→ **What the exercise asks**
Update the lines between the one holding "outline tree canopy" and the one holding "146L225 133L277 178L272", inclusive, by changing "hole rule" to "fill rule" and leaving everything else unchanged.

→ **Records supplied**
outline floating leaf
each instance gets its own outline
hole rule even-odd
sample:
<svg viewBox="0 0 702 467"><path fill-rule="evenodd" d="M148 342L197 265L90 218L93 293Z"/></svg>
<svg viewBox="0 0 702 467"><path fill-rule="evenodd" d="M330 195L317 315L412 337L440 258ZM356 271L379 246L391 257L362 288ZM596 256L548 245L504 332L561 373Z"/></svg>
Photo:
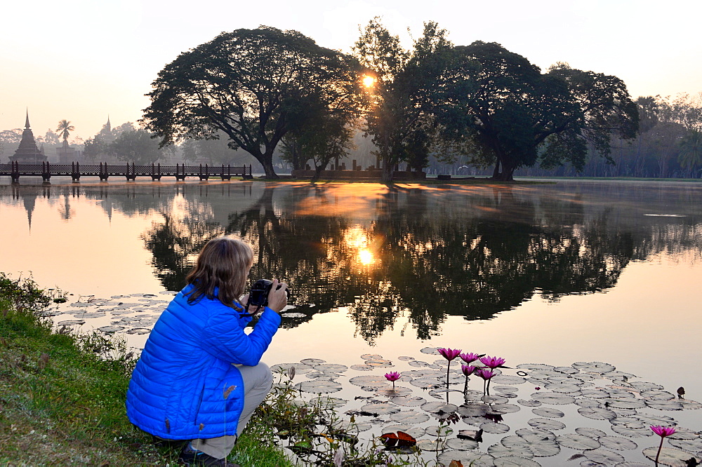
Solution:
<svg viewBox="0 0 702 467"><path fill-rule="evenodd" d="M423 436L425 431L419 426L412 426L411 425L403 425L402 424L392 424L383 427L382 433L395 433L396 431L404 431L410 436L419 438Z"/></svg>
<svg viewBox="0 0 702 467"><path fill-rule="evenodd" d="M460 438L452 438L446 442L446 445L452 449L474 449L478 447L477 441Z"/></svg>
<svg viewBox="0 0 702 467"><path fill-rule="evenodd" d="M602 436L600 438L600 442L604 447L615 451L625 451L637 448L636 443L631 440L618 436Z"/></svg>
<svg viewBox="0 0 702 467"><path fill-rule="evenodd" d="M526 423L528 423L530 426L533 426L541 430L562 430L566 427L565 424L558 421L557 420L552 420L550 419L531 419Z"/></svg>
<svg viewBox="0 0 702 467"><path fill-rule="evenodd" d="M526 380L522 377L512 376L510 374L499 374L491 378L493 384L522 384Z"/></svg>
<svg viewBox="0 0 702 467"><path fill-rule="evenodd" d="M575 432L578 435L583 435L583 436L587 436L588 438L592 438L593 439L598 439L602 436L607 436L607 434L602 431L602 430L598 430L597 428L588 428L588 427L581 427L576 428Z"/></svg>
<svg viewBox="0 0 702 467"><path fill-rule="evenodd" d="M585 451L583 454L592 462L604 463L606 466L624 461L624 458L621 454L601 448Z"/></svg>
<svg viewBox="0 0 702 467"><path fill-rule="evenodd" d="M658 447L647 447L643 450L644 455L651 461L656 460L656 454L658 452ZM684 467L687 465L686 461L692 457L689 452L685 452L674 447L663 447L661 449L661 455L658 456L658 463L664 466L680 466Z"/></svg>
<svg viewBox="0 0 702 467"><path fill-rule="evenodd" d="M443 440L419 440L417 441L417 447L420 449L422 451L431 451L432 452L435 452L437 451L444 450L444 442ZM454 459L458 460L458 459Z"/></svg>
<svg viewBox="0 0 702 467"><path fill-rule="evenodd" d="M570 447L578 451L595 449L600 447L600 442L585 435L566 434L556 437L556 442L561 446Z"/></svg>
<svg viewBox="0 0 702 467"><path fill-rule="evenodd" d="M541 467L541 464L522 456L503 456L493 461L496 467Z"/></svg>
<svg viewBox="0 0 702 467"><path fill-rule="evenodd" d="M675 447L698 454L702 452L702 439L698 438L694 440L671 440L668 439L668 442Z"/></svg>
<svg viewBox="0 0 702 467"><path fill-rule="evenodd" d="M127 334L149 334L151 330L148 327L133 327L127 330Z"/></svg>
<svg viewBox="0 0 702 467"><path fill-rule="evenodd" d="M388 386L388 379L384 376L375 374L354 377L349 380L349 382L366 388L383 388Z"/></svg>
<svg viewBox="0 0 702 467"><path fill-rule="evenodd" d="M326 360L322 360L321 358L303 358L300 360L300 363L304 363L305 365L320 365L321 363L326 363Z"/></svg>
<svg viewBox="0 0 702 467"><path fill-rule="evenodd" d="M480 425L480 429L493 435L501 435L510 431L508 425L495 421L486 421Z"/></svg>
<svg viewBox="0 0 702 467"><path fill-rule="evenodd" d="M425 347L424 348L419 349L419 351L422 353L428 353L430 355L439 355L439 351L437 350L438 347Z"/></svg>
<svg viewBox="0 0 702 467"><path fill-rule="evenodd" d="M652 436L654 434L654 432L647 428L629 428L624 425L612 425L612 431L628 438L645 438Z"/></svg>
<svg viewBox="0 0 702 467"><path fill-rule="evenodd" d="M417 444L417 440L413 436L404 431L384 433L380 435L380 441L388 447L410 447Z"/></svg>
<svg viewBox="0 0 702 467"><path fill-rule="evenodd" d="M616 370L614 365L602 362L576 362L571 366L581 372L590 372L590 373L608 373Z"/></svg>
<svg viewBox="0 0 702 467"><path fill-rule="evenodd" d="M452 412L456 412L458 408L458 407L453 404L446 404L440 402L428 402L426 404L422 405L422 410L437 415L450 414Z"/></svg>
<svg viewBox="0 0 702 467"><path fill-rule="evenodd" d="M531 449L526 444L515 444L511 447L507 447L502 443L498 443L488 447L487 452L495 457L503 457L504 456L534 457L534 453L531 452Z"/></svg>
<svg viewBox="0 0 702 467"><path fill-rule="evenodd" d="M389 415L400 411L400 408L395 404L388 402L372 402L366 404L361 407L361 411L373 415Z"/></svg>
<svg viewBox="0 0 702 467"><path fill-rule="evenodd" d="M445 451L439 454L439 461L448 466L451 461L458 461L465 466L491 467L494 466L494 458L479 451Z"/></svg>
<svg viewBox="0 0 702 467"><path fill-rule="evenodd" d="M338 363L322 363L320 365L315 365L314 368L319 372L332 373L343 373L348 370L348 367L345 365L339 365Z"/></svg>
<svg viewBox="0 0 702 467"><path fill-rule="evenodd" d="M658 410L682 410L682 404L677 400L649 400L646 399L646 405L651 409Z"/></svg>
<svg viewBox="0 0 702 467"><path fill-rule="evenodd" d="M616 418L616 414L614 412L602 407L581 407L578 408L578 413L593 420L611 420Z"/></svg>
<svg viewBox="0 0 702 467"><path fill-rule="evenodd" d="M415 412L413 410L403 410L394 413L390 416L390 419L398 423L416 425L423 424L429 420L429 415L423 412Z"/></svg>
<svg viewBox="0 0 702 467"><path fill-rule="evenodd" d="M524 400L524 399L517 399L517 402L522 404L524 407L538 407L541 405L541 404L543 403L538 400L534 400L534 399L531 399L530 400Z"/></svg>
<svg viewBox="0 0 702 467"><path fill-rule="evenodd" d="M422 405L425 403L427 400L424 398L412 395L400 395L390 398L390 402L393 404L397 404L398 405L402 405L404 407L418 407L419 405Z"/></svg>
<svg viewBox="0 0 702 467"><path fill-rule="evenodd" d="M336 393L341 391L341 385L335 381L326 379L312 379L303 381L295 385L300 391L305 393Z"/></svg>
<svg viewBox="0 0 702 467"><path fill-rule="evenodd" d="M575 398L572 395L548 391L532 393L530 397L534 400L538 400L544 404L563 405L572 404L575 402Z"/></svg>
<svg viewBox="0 0 702 467"><path fill-rule="evenodd" d="M350 368L359 372L369 372L376 369L375 367L371 367L369 365L352 365Z"/></svg>
<svg viewBox="0 0 702 467"><path fill-rule="evenodd" d="M565 414L558 409L554 409L549 407L531 409L531 412L534 415L538 415L538 417L545 417L549 419L559 419L565 415Z"/></svg>
<svg viewBox="0 0 702 467"><path fill-rule="evenodd" d="M646 404L638 399L608 399L604 402L610 409L642 409L646 407Z"/></svg>

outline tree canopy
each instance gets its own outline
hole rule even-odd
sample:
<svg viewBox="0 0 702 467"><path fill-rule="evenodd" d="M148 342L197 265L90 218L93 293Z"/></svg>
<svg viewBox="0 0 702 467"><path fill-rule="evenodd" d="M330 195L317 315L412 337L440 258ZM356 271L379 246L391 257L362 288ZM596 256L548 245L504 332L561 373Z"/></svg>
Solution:
<svg viewBox="0 0 702 467"><path fill-rule="evenodd" d="M161 146L225 133L277 178L272 158L311 103L356 111L357 65L296 31L261 27L223 33L159 73L145 109Z"/></svg>
<svg viewBox="0 0 702 467"><path fill-rule="evenodd" d="M473 162L494 164L496 180L511 180L516 169L537 161L542 167L567 161L581 169L588 145L611 161L612 137L636 135L636 105L616 76L566 64L542 74L496 43L456 48L479 69L469 78L474 88L456 96L454 111L460 109L465 134L477 144Z"/></svg>

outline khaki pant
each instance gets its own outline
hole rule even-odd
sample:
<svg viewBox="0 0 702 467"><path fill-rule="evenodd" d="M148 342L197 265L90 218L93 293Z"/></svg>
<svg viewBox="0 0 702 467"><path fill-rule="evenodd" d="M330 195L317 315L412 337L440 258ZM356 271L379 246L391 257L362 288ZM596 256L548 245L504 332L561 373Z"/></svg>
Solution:
<svg viewBox="0 0 702 467"><path fill-rule="evenodd" d="M263 402L273 387L273 374L268 365L263 362L255 367L243 365L236 366L241 372L241 377L244 378L244 410L239 417L239 425L237 428L237 433L241 435L256 407ZM234 449L236 442L236 436L221 436L206 440L192 440L190 444L194 449L201 451L208 456L212 456L216 459L225 459Z"/></svg>

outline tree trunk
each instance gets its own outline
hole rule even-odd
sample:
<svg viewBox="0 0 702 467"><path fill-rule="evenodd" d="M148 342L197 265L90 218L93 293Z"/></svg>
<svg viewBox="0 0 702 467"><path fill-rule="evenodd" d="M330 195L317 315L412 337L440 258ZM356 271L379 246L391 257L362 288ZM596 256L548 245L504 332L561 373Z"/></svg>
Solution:
<svg viewBox="0 0 702 467"><path fill-rule="evenodd" d="M392 183L393 172L395 172L395 164L390 163L387 159L383 159L380 182L383 183Z"/></svg>

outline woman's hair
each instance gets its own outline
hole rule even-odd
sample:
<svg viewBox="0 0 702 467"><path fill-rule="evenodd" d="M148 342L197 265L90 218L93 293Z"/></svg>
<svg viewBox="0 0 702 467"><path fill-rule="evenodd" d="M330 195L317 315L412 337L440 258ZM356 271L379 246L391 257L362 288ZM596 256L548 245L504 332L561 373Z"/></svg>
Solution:
<svg viewBox="0 0 702 467"><path fill-rule="evenodd" d="M246 287L246 276L253 264L253 250L244 241L234 237L213 238L202 247L195 266L185 278L192 284L187 301L194 303L203 296L217 298L227 306L234 308L234 302Z"/></svg>

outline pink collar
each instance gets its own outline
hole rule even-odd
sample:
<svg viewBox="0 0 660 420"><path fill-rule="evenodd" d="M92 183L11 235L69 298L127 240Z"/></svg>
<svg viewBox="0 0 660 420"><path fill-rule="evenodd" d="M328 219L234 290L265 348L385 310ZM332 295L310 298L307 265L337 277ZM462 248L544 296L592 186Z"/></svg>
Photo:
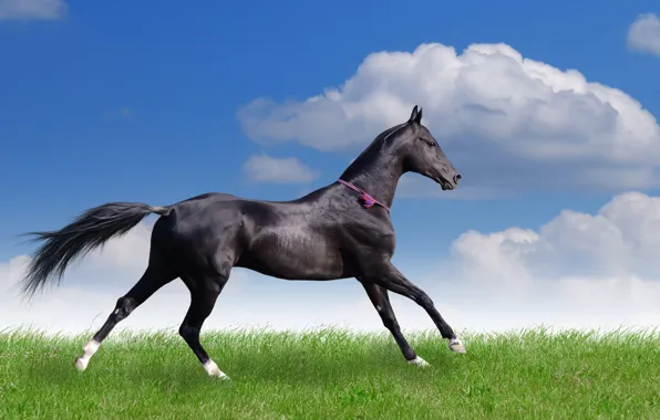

→ **The reply**
outline tree canopy
each instance gets its own outline
fill rule even-odd
sample:
<svg viewBox="0 0 702 467"><path fill-rule="evenodd" d="M148 342L197 265L90 218L93 293Z"/></svg>
<svg viewBox="0 0 702 467"><path fill-rule="evenodd" d="M330 195L317 315L412 337L440 258ZM356 271L379 246L391 257L362 288ZM596 256L548 245L504 332L561 373Z"/></svg>
Solution:
<svg viewBox="0 0 702 467"><path fill-rule="evenodd" d="M161 146L225 133L277 178L272 158L311 103L356 111L357 65L296 31L261 27L223 33L159 73L145 109Z"/></svg>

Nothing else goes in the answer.